### Extract to read

Tuesday, December 28, 2010


I've been thinking about languages a lot lately. Which is kind of a joke, given the title of my blog, but I actually mean "I've been thinking about them more than usual". This thought has been specifically dominated by thoughts of the Blub hierarchy as proposed by Paul Graham.

I'm not sure what's on top.

PG claims "Lisp", I've seen many that shout "Ruby", I've met many that claim "Haskell". In fact, if you participate in programming discussion for any length of time, there's a pretty good chance that you'll meet someone for every language (other than C) claiming it's Omega. It's ridiculous, of course. All most of them are really claiming is "This is the most powerful language I know how to work with", which is not the same thing as "the most powerful language". It's easy to see that trying to compare in any supposedly objective sense would cause giant hatestorms and various infighting. So people are perhaps justified in making statements like

"You don't compare a hammer with a screwdriver, but you use the one that fits your task & way of thinking/education/needed level of abstraction the most. Also, since the one doing the comparison is biased by the fact that he knows at least one of the two, or at least prefers one of the two, it is hard to find a truly objective criteria for comparing them (exceptions exist)." -Rook, pogrammers.SE

when discussing language comparison. That was an answer from a question about whether language comparison was useful. As of this writing, it has been closed and re-opened twice, and the original asker has accepted (then unaccepted, then accepted again) a joke answer. This is perhaps more telling of the culture of programmers.SE than of the question, but it doesn't seem like an uncommon response. People duck comparisons precisely because languages are half tools and half religions, and no one wants a crusade declared. But, well, you need to compare.

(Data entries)
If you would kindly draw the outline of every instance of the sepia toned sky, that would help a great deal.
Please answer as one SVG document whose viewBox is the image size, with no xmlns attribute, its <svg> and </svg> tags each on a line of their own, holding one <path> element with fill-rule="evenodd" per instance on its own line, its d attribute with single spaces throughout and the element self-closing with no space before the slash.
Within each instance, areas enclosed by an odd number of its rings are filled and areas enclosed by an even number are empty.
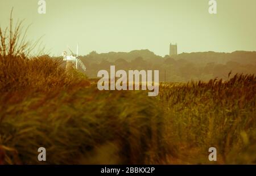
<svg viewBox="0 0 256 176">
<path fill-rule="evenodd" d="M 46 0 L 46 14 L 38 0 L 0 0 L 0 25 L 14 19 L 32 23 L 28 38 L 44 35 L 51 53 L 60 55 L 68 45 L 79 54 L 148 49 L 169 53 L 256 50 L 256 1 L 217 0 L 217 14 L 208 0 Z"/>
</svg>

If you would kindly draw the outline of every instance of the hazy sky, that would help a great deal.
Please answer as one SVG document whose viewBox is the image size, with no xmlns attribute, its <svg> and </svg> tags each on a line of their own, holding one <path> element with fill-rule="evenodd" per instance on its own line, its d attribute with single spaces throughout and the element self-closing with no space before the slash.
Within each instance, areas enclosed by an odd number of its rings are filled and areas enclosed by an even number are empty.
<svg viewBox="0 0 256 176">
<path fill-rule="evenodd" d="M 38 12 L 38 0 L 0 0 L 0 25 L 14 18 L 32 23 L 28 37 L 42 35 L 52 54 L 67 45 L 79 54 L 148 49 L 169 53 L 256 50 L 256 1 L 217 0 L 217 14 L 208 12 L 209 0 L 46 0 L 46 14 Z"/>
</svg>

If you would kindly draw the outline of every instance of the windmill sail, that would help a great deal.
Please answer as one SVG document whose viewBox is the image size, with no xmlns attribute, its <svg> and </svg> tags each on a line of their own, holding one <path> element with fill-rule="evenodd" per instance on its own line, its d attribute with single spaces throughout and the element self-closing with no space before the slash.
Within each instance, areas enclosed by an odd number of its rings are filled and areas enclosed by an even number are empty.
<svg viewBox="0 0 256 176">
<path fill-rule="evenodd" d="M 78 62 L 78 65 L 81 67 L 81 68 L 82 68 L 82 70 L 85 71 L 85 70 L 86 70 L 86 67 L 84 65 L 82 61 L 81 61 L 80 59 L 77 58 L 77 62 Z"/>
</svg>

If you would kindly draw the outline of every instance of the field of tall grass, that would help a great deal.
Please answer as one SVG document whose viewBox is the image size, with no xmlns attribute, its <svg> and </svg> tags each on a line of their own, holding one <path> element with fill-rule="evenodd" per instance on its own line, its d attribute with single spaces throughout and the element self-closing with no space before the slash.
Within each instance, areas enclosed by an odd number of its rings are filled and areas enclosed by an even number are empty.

### Directions
Please extract, word for word, the stretch of the blog post on comparing programming languages from "Tuesday, December 28, 2010" through "what's on top.".

### Final answer
Tuesday, December 28, 2010


I've been thinking about languages a lot lately. Which is kind of a joke, given the title of my blog, but I actually mean "I've been thinking about them more than usual". This thought has been specifically dominated by thoughts of the Blub hierarchy as proposed by Paul Graham.

I'm not sure what's on top.